start

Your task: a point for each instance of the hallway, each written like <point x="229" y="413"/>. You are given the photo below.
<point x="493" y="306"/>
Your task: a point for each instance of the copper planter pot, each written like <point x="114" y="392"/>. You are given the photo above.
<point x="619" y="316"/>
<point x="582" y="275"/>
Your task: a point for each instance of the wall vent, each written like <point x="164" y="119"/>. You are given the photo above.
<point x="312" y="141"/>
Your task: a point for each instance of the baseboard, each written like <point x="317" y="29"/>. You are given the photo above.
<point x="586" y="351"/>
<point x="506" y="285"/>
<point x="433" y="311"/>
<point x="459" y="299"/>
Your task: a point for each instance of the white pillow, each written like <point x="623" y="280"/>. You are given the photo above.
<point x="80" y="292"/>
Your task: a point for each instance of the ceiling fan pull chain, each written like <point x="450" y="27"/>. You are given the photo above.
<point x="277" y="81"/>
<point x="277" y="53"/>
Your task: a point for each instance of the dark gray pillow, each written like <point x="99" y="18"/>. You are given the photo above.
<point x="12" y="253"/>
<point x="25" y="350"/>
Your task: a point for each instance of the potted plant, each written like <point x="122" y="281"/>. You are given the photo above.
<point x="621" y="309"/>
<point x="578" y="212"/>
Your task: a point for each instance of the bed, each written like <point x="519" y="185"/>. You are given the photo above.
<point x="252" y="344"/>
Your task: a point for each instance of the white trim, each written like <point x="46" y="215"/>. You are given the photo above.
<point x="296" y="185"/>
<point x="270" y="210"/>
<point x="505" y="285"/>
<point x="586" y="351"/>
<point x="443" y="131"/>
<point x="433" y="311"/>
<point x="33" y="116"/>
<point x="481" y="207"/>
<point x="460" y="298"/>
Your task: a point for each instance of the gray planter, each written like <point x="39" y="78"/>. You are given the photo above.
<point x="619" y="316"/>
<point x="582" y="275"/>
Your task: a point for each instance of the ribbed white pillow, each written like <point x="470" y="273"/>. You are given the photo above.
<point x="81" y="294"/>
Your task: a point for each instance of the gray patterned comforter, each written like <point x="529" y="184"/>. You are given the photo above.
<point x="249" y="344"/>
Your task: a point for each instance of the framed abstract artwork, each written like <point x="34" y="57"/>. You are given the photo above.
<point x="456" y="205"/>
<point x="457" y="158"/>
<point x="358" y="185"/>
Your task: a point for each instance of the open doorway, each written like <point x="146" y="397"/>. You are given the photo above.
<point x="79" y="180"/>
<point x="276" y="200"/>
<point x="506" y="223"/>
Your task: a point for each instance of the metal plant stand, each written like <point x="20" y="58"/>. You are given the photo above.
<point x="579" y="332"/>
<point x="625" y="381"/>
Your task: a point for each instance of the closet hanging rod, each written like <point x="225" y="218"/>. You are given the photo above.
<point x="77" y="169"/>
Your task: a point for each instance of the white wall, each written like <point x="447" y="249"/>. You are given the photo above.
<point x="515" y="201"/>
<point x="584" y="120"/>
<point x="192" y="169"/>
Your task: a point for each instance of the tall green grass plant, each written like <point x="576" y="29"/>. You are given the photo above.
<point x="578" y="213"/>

end

- _SET PROBLEM_
Please copy out each record, character for character.

- _WRITTEN ANSWER_
Your task: a point for each instance of the hallway, each written like <point x="229" y="413"/>. You are given the photo below.
<point x="493" y="306"/>
Your task: a point for each instance of the copper planter pot, each written like <point x="114" y="392"/>. You are given the photo above.
<point x="619" y="316"/>
<point x="582" y="275"/>
Your task: a point for each instance of the wall vent, each written like <point x="164" y="119"/>. You are given the photo above.
<point x="312" y="141"/>
Your task: a point for each instance of the baseboard, each written like <point x="317" y="29"/>. You are given the photo above.
<point x="586" y="351"/>
<point x="506" y="285"/>
<point x="433" y="311"/>
<point x="459" y="299"/>
Your task: a point for each instance of the white pillow, each written like <point x="623" y="280"/>. You are given the photo above.
<point x="80" y="292"/>
Your task: a point for each instance of the ceiling fan pull chain, each written like <point x="450" y="27"/>. You are given the photo above.
<point x="277" y="81"/>
<point x="277" y="53"/>
Your task: a point for each instance of the dark gray pillow, each written like <point x="99" y="18"/>. You are given the photo above.
<point x="12" y="253"/>
<point x="25" y="350"/>
Your task: a point for each instance of the potted plant, each written like <point x="122" y="281"/>. You are given the photo above.
<point x="621" y="309"/>
<point x="578" y="212"/>
Your task: a point for each instance of the bed, each written like <point x="519" y="185"/>. You are given the photo above.
<point x="252" y="344"/>
Your task: a point for each instance of the white trim, each written like <point x="46" y="215"/>. You are given the photo above.
<point x="296" y="185"/>
<point x="270" y="210"/>
<point x="505" y="285"/>
<point x="586" y="351"/>
<point x="443" y="131"/>
<point x="433" y="311"/>
<point x="33" y="116"/>
<point x="481" y="207"/>
<point x="460" y="298"/>
Your task: a point for each instance of the gray planter, each written like <point x="39" y="78"/>. You are given the photo above.
<point x="619" y="316"/>
<point x="582" y="275"/>
Your task: a point for each instance of the ribbed white pillow, each written like <point x="470" y="273"/>. You are given the photo above.
<point x="81" y="294"/>
Your task: a point for each instance of the gray patterned comforter, each written like <point x="529" y="184"/>. You are given the photo above.
<point x="249" y="344"/>
Your task: a point for each instance of the framed abstract artwork, each written like <point x="34" y="57"/>. You are given the photo above.
<point x="456" y="205"/>
<point x="457" y="158"/>
<point x="358" y="185"/>
Your task: a point for each instance of the open doorway, each written like <point x="146" y="397"/>. You are given the photo above.
<point x="79" y="180"/>
<point x="276" y="200"/>
<point x="506" y="223"/>
Your task: a point for each instance of the metal plant stand, each written like <point x="20" y="58"/>. You are given the photo above.
<point x="579" y="332"/>
<point x="625" y="381"/>
Your task: a point for each instance of the closet hanging rod, each written like <point x="225" y="218"/>. You are given the photo above.
<point x="77" y="169"/>
Your task: a point for each instance of the white wall, each written like <point x="447" y="249"/>. You are given the photo above.
<point x="515" y="201"/>
<point x="584" y="120"/>
<point x="192" y="169"/>
Your task: a point for each instance of the tall green grass plant, each written like <point x="576" y="29"/>. You are given the photo above.
<point x="578" y="213"/>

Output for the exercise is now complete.